How can i use gekko python to control the level of a tank of a cstr by manipulating the inlet flow to the tank?- Part 2

Question

I am trying to use GEKKO on PYTHON to control the level of a CSTR tank while manipulating the inlet flow q. I tried the same problem using a pid controller and it worked. However, on GEKKO the height is not tracking its setpoint. Once I did the doublet test: at a flow rate of 200, the height reached 800 and as I decreased the flowrate to 2, the height was about 0. However, when im putting the height setpoint in GEKKO as 700 or 800, the flowrate is not stopping at 200, it is continuously increasing indefinitely. in addition, I tried putting qout=5.0, Ac=30 and h0=50, it also didn't work.

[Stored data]
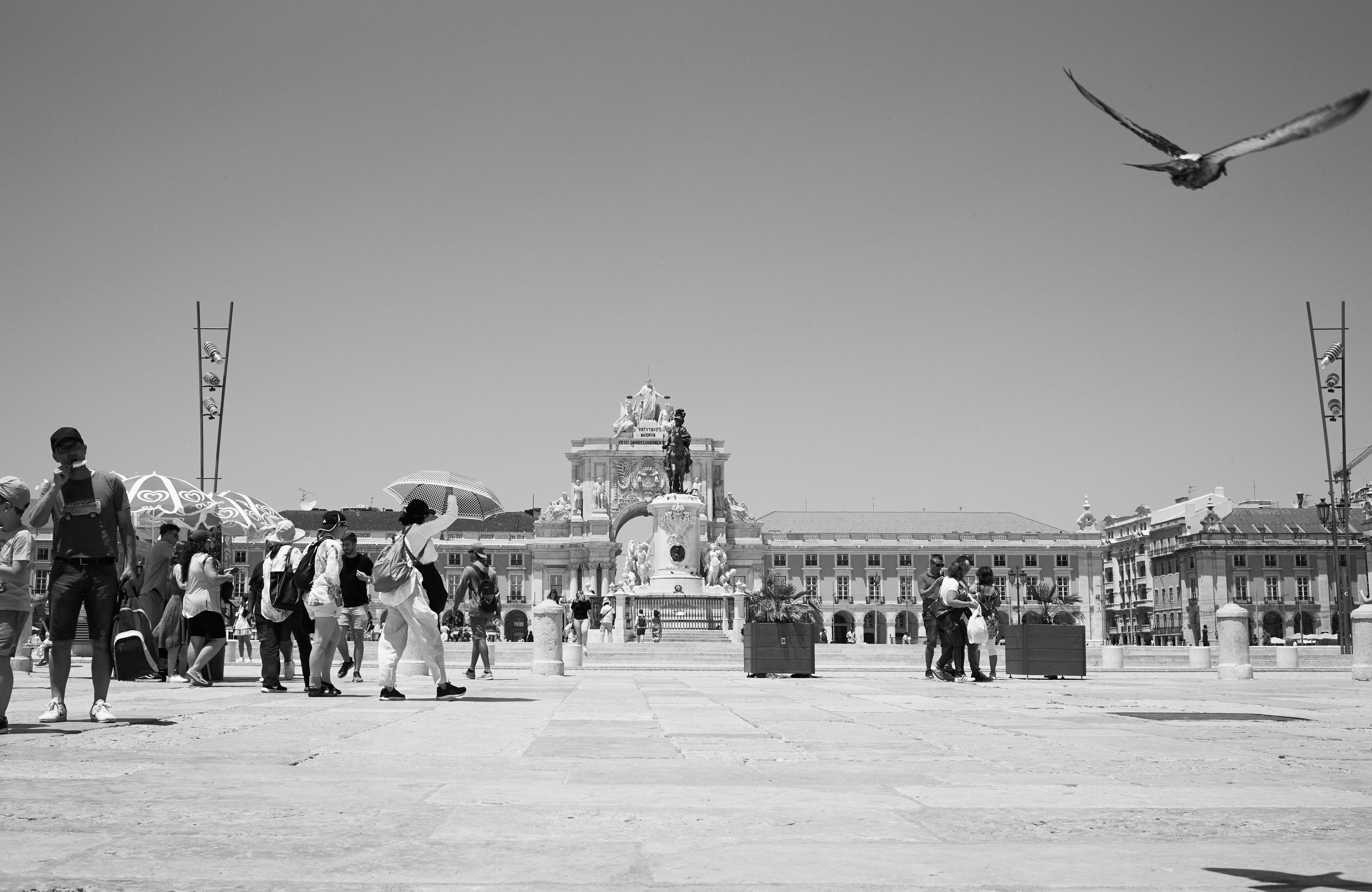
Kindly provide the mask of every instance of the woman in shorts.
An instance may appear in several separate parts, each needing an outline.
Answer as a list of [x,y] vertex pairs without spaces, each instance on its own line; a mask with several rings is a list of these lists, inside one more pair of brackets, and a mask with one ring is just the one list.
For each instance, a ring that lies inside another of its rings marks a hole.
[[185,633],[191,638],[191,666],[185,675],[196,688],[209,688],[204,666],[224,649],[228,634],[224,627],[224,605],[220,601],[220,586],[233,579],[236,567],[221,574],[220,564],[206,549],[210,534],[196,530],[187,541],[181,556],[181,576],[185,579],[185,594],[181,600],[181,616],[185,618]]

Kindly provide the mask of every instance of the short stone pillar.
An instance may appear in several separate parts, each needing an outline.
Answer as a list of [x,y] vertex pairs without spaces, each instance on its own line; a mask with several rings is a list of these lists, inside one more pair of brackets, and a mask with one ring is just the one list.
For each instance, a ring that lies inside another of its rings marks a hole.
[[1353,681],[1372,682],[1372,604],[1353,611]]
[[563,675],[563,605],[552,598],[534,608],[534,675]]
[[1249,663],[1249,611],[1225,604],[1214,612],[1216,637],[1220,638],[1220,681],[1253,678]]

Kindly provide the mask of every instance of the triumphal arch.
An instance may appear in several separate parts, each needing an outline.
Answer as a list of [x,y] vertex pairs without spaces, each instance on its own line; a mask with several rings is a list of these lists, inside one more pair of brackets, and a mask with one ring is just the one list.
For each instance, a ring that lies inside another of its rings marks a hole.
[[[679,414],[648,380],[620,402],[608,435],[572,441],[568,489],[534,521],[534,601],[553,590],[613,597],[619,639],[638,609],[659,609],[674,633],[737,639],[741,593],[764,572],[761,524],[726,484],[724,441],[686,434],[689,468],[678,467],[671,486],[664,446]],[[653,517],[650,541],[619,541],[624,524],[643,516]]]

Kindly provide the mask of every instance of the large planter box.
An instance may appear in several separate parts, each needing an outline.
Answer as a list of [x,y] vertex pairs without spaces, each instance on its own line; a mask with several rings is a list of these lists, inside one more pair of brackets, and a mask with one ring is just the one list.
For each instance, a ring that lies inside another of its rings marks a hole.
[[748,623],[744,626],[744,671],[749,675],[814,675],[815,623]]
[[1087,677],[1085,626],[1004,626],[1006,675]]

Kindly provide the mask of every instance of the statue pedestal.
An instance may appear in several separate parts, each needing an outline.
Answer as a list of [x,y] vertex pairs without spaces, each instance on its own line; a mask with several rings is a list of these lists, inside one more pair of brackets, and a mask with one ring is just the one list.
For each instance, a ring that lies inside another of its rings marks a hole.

TASK GOAL =>
Write the next part of the forum question about using GEKKO to control a CSTR tank level, starting right after its last sentence.

ANSWER TO THE TASK =>
Below is my code:

import numpy as np
import matplotlib.pyplot as plt
from scipy.integrate import odeint
from gekko import GEKKO

# Steady State Initial Condition
u2_ss=10.0

h_ss=50.0

x0 = np.empty(1)
x0[0]= h_ss

#%% GEKKO nonlinear MPC
m = GEKKO(remote=False)
m.time = [0,0.02,0.04,0.06,0.08,0.1,0.12,0.15,0.2]

Ac=30.0
# initial conditions

h0=50.0
q0=10.0

m.q=m.MV(value=q0,lb=0,ub=100)
m.h= m.CV(value=h0)
m.qout=m.Param(value=5)

m.Equation(m.h.dt()==(m.q- m.qout)/Ac)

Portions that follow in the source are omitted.